** START EXERCISE INPUT **

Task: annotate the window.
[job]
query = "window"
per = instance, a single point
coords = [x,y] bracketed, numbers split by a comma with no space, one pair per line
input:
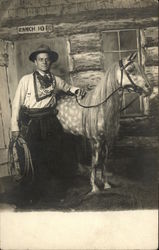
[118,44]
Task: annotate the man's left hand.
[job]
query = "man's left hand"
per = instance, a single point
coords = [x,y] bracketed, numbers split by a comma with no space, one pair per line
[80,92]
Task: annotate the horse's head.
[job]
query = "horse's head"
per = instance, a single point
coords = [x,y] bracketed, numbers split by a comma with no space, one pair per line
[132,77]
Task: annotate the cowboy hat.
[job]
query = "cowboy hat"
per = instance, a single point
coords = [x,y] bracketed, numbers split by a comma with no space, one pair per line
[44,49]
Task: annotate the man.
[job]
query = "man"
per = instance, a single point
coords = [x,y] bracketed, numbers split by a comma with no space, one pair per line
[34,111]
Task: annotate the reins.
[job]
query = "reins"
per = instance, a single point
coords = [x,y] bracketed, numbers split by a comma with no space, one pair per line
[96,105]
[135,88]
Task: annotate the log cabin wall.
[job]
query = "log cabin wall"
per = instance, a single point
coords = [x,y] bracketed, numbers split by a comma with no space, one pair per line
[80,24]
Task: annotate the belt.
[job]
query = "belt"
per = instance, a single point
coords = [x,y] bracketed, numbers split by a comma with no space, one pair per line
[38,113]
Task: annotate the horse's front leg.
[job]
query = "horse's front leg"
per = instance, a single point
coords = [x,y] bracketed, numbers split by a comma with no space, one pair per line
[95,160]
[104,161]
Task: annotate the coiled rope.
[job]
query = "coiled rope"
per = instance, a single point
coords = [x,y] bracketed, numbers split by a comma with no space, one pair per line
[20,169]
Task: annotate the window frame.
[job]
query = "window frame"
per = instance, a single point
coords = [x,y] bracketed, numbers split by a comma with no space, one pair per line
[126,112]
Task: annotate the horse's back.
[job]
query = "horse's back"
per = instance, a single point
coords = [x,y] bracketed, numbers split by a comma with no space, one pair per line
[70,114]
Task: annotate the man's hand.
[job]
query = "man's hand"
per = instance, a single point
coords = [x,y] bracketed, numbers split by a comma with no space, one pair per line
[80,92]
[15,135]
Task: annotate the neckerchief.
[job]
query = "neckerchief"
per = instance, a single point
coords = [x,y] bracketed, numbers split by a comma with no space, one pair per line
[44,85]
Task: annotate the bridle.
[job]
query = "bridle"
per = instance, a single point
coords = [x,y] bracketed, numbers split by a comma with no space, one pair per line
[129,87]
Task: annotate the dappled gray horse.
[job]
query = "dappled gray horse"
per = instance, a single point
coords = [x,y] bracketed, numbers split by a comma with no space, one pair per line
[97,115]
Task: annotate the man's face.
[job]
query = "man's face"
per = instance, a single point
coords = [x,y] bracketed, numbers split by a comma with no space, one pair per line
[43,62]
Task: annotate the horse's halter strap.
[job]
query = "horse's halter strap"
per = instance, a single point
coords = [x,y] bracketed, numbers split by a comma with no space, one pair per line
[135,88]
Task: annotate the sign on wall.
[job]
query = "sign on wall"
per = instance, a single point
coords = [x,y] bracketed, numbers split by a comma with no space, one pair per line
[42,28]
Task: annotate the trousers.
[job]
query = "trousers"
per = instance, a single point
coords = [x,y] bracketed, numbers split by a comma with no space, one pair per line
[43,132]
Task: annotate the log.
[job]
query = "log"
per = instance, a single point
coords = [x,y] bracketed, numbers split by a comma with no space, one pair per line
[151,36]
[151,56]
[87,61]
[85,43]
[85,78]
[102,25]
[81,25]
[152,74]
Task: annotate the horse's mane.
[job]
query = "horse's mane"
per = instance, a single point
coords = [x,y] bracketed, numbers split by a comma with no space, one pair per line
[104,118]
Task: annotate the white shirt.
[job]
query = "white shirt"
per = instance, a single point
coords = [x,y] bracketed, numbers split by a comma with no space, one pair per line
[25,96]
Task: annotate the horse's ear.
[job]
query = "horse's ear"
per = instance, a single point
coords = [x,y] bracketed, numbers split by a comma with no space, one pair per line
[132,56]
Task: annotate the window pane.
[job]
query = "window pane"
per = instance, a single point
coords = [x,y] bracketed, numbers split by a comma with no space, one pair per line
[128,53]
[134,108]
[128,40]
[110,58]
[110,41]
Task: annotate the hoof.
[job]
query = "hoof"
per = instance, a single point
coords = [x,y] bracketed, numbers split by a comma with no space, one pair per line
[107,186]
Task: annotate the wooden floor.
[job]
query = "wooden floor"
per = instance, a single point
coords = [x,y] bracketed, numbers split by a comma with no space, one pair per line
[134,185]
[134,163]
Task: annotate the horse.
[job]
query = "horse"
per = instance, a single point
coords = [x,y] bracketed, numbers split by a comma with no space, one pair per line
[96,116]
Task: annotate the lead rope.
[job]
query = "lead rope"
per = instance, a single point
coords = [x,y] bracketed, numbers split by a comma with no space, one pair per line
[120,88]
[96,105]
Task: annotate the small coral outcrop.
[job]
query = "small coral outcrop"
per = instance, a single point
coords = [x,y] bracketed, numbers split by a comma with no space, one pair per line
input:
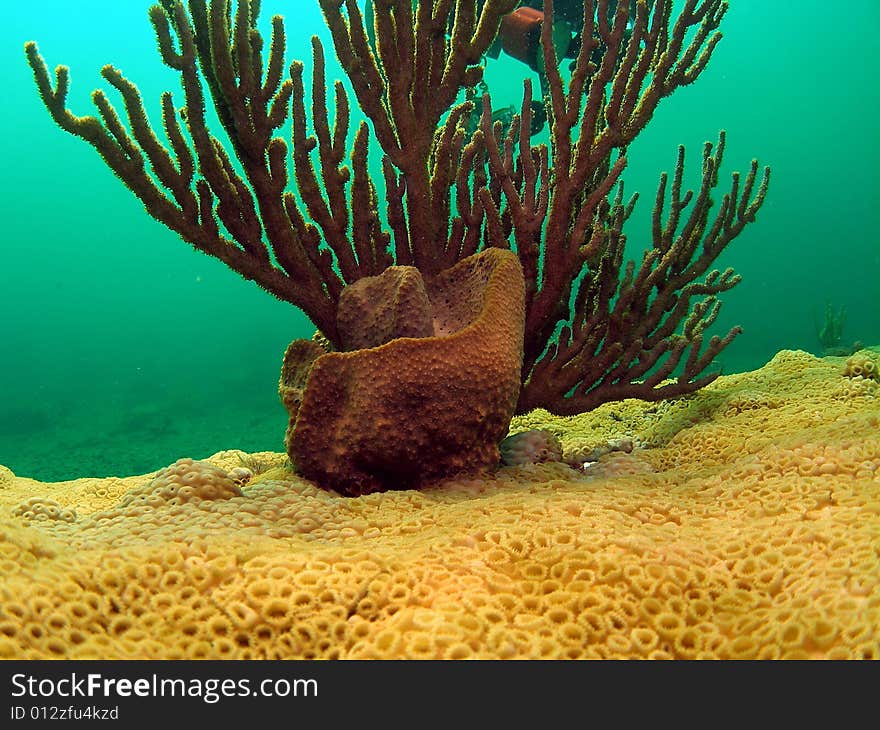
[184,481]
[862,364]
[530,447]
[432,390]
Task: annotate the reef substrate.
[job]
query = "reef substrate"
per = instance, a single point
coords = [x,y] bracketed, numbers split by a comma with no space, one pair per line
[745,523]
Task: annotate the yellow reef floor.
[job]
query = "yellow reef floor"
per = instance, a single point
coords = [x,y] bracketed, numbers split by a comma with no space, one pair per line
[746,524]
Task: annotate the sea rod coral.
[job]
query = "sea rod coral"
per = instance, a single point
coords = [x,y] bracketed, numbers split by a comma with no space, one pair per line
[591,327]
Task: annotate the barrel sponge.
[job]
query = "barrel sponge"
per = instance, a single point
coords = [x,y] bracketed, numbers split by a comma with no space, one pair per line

** END EXERCISE INPUT **

GOAL —
Repeat each entry exactly as given; no pictures belong in the copy.

RESULT OF THE TASK —
Task: annotate the window.
[job]
query = "window"
per = instance, a single point
coords = [x,y] bracketed, numbers split by a comma with no space, one pair per line
input:
[118,44]
Task: annotate the man's left hand.
[job]
query = "man's left hand"
per = instance, a single point
coords = [x,y] bracketed, numbers split by a comma with no space, one pair per line
[80,92]
Task: annotate the horse's head.
[job]
query = "horse's head"
per = instance, a single point
coords = [x,y] bracketed, numbers split by a comma with no space, one pair per line
[132,77]
Task: annotate the cowboy hat.
[job]
query = "cowboy hat"
per = instance, a single point
coords = [x,y] bracketed, numbers split by a comma with no space, one pair per line
[44,49]
Task: annotate the man.
[job]
query = "man"
per = instance, a single point
coords = [x,y] bracketed, numbers split by a comma with no space, one pair per line
[34,111]
Task: annotate the reins.
[job]
query = "reins"
per = instance, a single point
coords = [x,y] bracketed, numbers split by a comma with no space, one pair per line
[96,105]
[135,88]
Task: annotate the log cabin wall.
[job]
query = "log cabin wall"
per = instance, a single point
coords = [x,y] bracketed, numbers split by a comma with no space, one pair per line
[80,24]
Task: annotate the belt.
[job]
query = "belt"
per = instance, a single point
coords = [x,y] bracketed, numbers split by a comma with no space, one pair per line
[38,113]
Task: annotate the horse's front leg.
[job]
query = "horse's front leg"
per = instance, a single point
coords = [x,y] bracketed, numbers split by a comma with no space, one pair per line
[95,160]
[104,161]
Task: annotate the coiled rope.
[job]
query = "coiled rope"
per = instance, a single point
coords = [x,y] bracketed, numbers split by a comma with no space, one pair per line
[20,169]
Task: annotate the window frame.
[job]
query = "window frame"
per = instance, a single point
coords = [x,y] bracketed, numbers split by a comma with no space, one pair per line
[126,112]
Task: annotate the horse's back.
[job]
query = "horse's back"
per = instance, a single point
coords = [x,y] bracketed, numbers split by a comma with no space, one pair per line
[70,114]
Task: annotate the man's hand.
[job]
query = "man's hand"
per = instance, a single point
coords = [x,y] bracketed, numbers split by a comma with no space, one pair per line
[80,92]
[15,135]
Task: annotate the neckerchief.
[job]
query = "neckerchief"
per = instance, a single point
coords = [x,y] bracketed, numbers split by a comma with no space, one pair per line
[44,85]
Task: annotate the bridle.
[job]
query = "bridle"
per = instance, a single point
coords = [x,y] bracketed, numbers split by a comma with no space, one pair per line
[129,87]
Task: annotate the dappled gray horse.
[job]
query = "dappled gray horse"
per = instance, a single point
coords = [x,y] bracketed, numbers split by a comma with no space, one pair per line
[97,115]
Task: annotate the man's face.
[job]
query = "man's face"
per = instance, a single point
coords = [x,y] bracketed, numbers split by a comma with no space, one pair per line
[43,62]
Task: annotate the horse's halter strap.
[job]
query = "horse's halter strap"
per = instance, a single point
coords = [x,y] bracketed, numbers split by a comma with no space, one pair per line
[135,88]
Task: annotate the sign on wall.
[job]
query = "sign on wall"
per = instance, a single point
coords = [x,y] bracketed, numbers split by a comma with no space, one pair per line
[42,28]
Task: annotate the trousers.
[job]
query = "trousers"
per = instance, a single point
coords = [x,y] bracketed, numbers split by a comma with no space, one pair per line
[43,132]
Task: annotate the log.
[job]
query = "log"
per = instance, a single point
coords = [x,y] bracketed, numbers split by a comma with no space, one pair per line
[151,36]
[151,56]
[87,61]
[85,43]
[85,78]
[102,25]
[81,25]
[152,74]
Task: annotate the horse's mane.
[job]
query = "horse's mane"
per = instance, a single point
coords = [x,y] bracketed, numbers split by a comma with no space, one pair per line
[104,118]
Task: annotate the white shirt.
[job]
query = "white shirt"
per = instance, a single point
coords = [x,y] bracketed, numbers split by a comma with no space, one pair per line
[25,96]
Task: annotate the horse's ear.
[job]
query = "horse's ear"
per = instance, a single point
coords = [x,y] bracketed, numbers split by a comma with no space, one pair per line
[132,56]
Task: annotate the window pane.
[job]
query = "window pane"
per = instance, a single point
coords = [x,y] bracketed, numbers split by a comma with no space, one pair per line
[128,53]
[134,108]
[128,40]
[110,58]
[110,41]
Task: annotate the hoof.
[job]
query = "hoof"
per = instance, a single point
coords = [x,y] bracketed, numbers split by a comma with no space, one pair per line
[107,186]
Task: annotate the wooden floor.
[job]
query = "wooden floor"
per = instance, a single point
coords = [x,y] bracketed, numbers split by a comma with no space, one pair per line
[134,185]
[134,163]
Task: annotate the horse.
[job]
query = "horse"
per = instance, a single point
coords = [x,y] bracketed, numbers split by a comma with no space, one pair per line
[96,116]
Task: annotate the lead rope.
[job]
query = "lead rope"
per = instance, a single point
coords = [x,y] bracketed, numbers split by a comma with no space, one pair per line
[120,88]
[96,105]
Task: annotate the small coral outcrop.
[job]
query = "small coral outcrop"
per = instance, a single point
coords = [x,y] bracketed, numbers split by a comma with no space, one pair per line
input:
[184,481]
[862,364]
[530,447]
[432,390]
Task: annotate the reef substrate.
[job]
query = "reef substrate"
per = instance, a single point
coords = [x,y] bracketed, numbers split by a comma with no space, one pair per line
[745,523]
Task: annotate the yellow reef floor.
[job]
query = "yellow reef floor"
per = instance, a single point
coords = [x,y] bracketed, numbers split by a comma with no space, one pair per line
[746,524]
Task: annotate the sea rod coral.
[job]
query = "sea rod coral"
per = instance, a single point
coords = [x,y] bracketed, numbers split by a comma with no space, one pair per line
[591,327]
Task: annotate the barrel sponge.
[job]
query = "barrel sponge"
per = instance, a single point
coords = [x,y] bracketed, numbers split by a comma with no space, one pair per line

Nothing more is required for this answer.